Aim of the exercise:
Convert the material from the line containing "Could you please outline every instance of the water" through the line containing "Please outline every instance of the water spray.", both included, into a Markdown table with the columns Row and Line text, omitting any blank lines.

**** Provided records ****

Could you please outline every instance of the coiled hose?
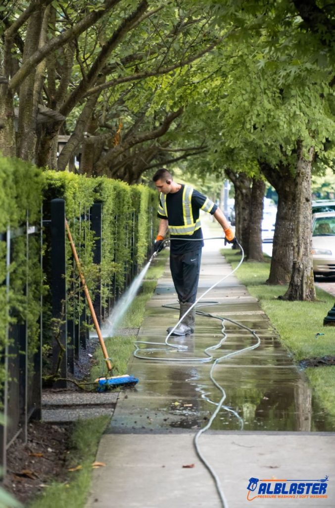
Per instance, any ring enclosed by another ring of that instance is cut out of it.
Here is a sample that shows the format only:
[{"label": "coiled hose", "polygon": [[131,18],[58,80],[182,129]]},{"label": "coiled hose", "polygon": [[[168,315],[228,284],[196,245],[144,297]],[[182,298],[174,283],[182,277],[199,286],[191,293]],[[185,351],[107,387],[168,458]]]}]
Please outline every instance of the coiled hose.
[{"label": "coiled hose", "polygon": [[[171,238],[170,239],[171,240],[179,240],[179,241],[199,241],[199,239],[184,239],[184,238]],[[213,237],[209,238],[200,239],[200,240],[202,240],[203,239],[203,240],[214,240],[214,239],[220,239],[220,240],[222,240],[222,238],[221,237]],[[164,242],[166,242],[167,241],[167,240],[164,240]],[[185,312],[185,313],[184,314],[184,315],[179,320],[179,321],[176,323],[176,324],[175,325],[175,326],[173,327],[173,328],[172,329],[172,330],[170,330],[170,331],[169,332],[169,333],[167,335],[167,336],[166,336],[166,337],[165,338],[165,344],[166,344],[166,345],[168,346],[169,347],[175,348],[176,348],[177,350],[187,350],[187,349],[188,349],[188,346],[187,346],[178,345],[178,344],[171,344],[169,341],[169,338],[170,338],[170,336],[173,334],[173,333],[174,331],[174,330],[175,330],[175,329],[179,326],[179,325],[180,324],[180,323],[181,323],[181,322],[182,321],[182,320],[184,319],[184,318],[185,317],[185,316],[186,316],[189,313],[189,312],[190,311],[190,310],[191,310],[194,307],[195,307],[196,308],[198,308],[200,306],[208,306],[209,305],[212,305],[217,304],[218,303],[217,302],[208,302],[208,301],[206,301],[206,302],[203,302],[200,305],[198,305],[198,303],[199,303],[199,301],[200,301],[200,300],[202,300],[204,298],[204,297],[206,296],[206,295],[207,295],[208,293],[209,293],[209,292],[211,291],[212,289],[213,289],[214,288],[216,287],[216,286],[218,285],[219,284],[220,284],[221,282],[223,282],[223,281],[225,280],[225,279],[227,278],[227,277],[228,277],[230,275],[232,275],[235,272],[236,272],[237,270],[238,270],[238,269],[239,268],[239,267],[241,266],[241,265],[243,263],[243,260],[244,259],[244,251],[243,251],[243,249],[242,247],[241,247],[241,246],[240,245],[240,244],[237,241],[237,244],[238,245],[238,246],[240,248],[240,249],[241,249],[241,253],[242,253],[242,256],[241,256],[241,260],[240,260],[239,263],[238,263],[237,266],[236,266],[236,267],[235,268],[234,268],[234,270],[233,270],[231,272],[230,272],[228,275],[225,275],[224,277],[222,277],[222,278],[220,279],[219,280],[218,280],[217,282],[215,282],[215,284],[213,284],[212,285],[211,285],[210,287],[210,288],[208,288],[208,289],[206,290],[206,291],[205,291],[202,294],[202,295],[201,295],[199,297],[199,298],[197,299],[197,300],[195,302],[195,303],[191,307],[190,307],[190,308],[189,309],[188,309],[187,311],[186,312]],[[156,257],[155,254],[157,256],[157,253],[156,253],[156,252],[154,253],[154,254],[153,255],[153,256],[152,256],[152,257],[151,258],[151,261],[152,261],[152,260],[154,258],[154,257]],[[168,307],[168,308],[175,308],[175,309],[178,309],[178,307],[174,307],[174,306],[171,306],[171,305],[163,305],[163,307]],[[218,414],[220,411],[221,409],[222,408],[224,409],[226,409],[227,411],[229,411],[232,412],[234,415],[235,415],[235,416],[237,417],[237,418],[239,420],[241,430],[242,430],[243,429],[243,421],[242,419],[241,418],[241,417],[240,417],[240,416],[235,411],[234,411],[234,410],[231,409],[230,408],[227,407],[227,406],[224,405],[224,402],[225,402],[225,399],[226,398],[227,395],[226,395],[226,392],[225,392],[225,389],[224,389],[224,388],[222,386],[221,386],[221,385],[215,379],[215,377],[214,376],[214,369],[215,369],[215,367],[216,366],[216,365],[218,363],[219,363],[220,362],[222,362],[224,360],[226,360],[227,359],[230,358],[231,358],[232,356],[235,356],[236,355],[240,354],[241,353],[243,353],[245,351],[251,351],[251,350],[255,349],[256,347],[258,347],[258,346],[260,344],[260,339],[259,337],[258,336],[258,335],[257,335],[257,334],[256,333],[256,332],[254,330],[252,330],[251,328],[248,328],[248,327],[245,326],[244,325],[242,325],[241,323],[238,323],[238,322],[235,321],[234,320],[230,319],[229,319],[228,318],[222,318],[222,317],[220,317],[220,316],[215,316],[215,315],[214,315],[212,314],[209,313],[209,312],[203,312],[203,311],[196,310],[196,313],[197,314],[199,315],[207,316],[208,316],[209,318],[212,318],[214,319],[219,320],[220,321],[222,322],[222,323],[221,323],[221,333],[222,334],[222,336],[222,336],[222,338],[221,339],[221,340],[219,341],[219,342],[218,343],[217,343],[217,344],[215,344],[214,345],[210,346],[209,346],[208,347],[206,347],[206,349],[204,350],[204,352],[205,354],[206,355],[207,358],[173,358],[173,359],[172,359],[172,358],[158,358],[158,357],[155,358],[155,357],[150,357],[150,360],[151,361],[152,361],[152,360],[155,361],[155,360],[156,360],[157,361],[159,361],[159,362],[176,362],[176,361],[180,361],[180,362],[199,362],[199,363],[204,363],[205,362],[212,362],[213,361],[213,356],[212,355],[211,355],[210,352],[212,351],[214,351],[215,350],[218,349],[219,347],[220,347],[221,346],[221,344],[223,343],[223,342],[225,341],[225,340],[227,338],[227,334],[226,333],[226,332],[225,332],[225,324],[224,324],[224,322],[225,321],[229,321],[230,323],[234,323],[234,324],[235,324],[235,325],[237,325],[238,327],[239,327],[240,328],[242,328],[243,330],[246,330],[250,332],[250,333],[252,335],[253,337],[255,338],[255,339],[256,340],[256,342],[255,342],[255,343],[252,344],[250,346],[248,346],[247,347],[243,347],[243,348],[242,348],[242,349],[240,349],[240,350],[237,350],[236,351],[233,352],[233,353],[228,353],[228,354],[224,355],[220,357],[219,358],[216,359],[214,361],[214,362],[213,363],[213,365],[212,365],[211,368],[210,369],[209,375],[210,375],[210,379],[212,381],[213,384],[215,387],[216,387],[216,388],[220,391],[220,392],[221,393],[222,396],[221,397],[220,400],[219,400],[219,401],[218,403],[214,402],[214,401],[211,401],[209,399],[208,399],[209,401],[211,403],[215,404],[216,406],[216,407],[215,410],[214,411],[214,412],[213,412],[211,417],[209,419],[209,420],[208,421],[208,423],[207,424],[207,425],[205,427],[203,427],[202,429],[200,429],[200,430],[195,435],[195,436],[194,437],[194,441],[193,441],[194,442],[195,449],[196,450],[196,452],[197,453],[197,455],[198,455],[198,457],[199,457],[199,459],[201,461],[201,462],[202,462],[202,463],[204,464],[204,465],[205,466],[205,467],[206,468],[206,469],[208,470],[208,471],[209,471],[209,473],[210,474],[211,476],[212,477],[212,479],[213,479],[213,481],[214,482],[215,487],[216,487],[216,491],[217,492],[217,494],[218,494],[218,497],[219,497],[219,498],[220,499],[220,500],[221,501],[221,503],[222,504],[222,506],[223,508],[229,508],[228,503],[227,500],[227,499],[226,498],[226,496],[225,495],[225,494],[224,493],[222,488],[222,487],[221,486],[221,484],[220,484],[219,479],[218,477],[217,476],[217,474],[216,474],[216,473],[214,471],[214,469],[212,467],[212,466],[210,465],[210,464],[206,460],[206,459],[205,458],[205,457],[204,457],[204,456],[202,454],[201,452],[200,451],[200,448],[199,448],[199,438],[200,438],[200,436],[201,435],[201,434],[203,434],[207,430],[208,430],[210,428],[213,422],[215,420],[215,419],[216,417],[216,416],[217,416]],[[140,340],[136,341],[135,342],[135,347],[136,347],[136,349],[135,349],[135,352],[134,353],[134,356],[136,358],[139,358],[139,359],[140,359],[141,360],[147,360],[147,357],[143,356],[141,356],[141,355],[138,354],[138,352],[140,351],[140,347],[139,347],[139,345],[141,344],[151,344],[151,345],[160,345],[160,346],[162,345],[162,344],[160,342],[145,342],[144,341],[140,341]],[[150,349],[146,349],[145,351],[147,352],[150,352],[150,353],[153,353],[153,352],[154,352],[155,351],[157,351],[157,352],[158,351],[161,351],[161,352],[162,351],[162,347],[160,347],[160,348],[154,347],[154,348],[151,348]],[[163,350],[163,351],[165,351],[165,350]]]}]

****
**** Provided records ****

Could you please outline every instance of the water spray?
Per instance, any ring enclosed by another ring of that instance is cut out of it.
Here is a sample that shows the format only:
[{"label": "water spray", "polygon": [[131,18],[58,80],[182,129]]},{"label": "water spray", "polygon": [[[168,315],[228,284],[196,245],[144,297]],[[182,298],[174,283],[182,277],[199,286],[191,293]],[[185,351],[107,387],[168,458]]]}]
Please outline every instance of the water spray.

****

Finished exercise:
| Row | Line text |
|---|---|
| 1 | Could you please outline every instance of the water spray? |
| 2 | Per instance, any ring enclosed by another ring of that instance is cut out of it. |
| 3 | Here is a sample that shows the format only: |
| 4 | [{"label": "water spray", "polygon": [[131,18],[58,80],[182,129]]},{"label": "water spray", "polygon": [[[168,315],[228,284],[196,245],[144,297]],[[182,298],[174,283],[182,277],[199,286],[191,293]],[[185,351],[107,387],[168,458]]]}] |
| 5 | Please outline every instance of the water spray. |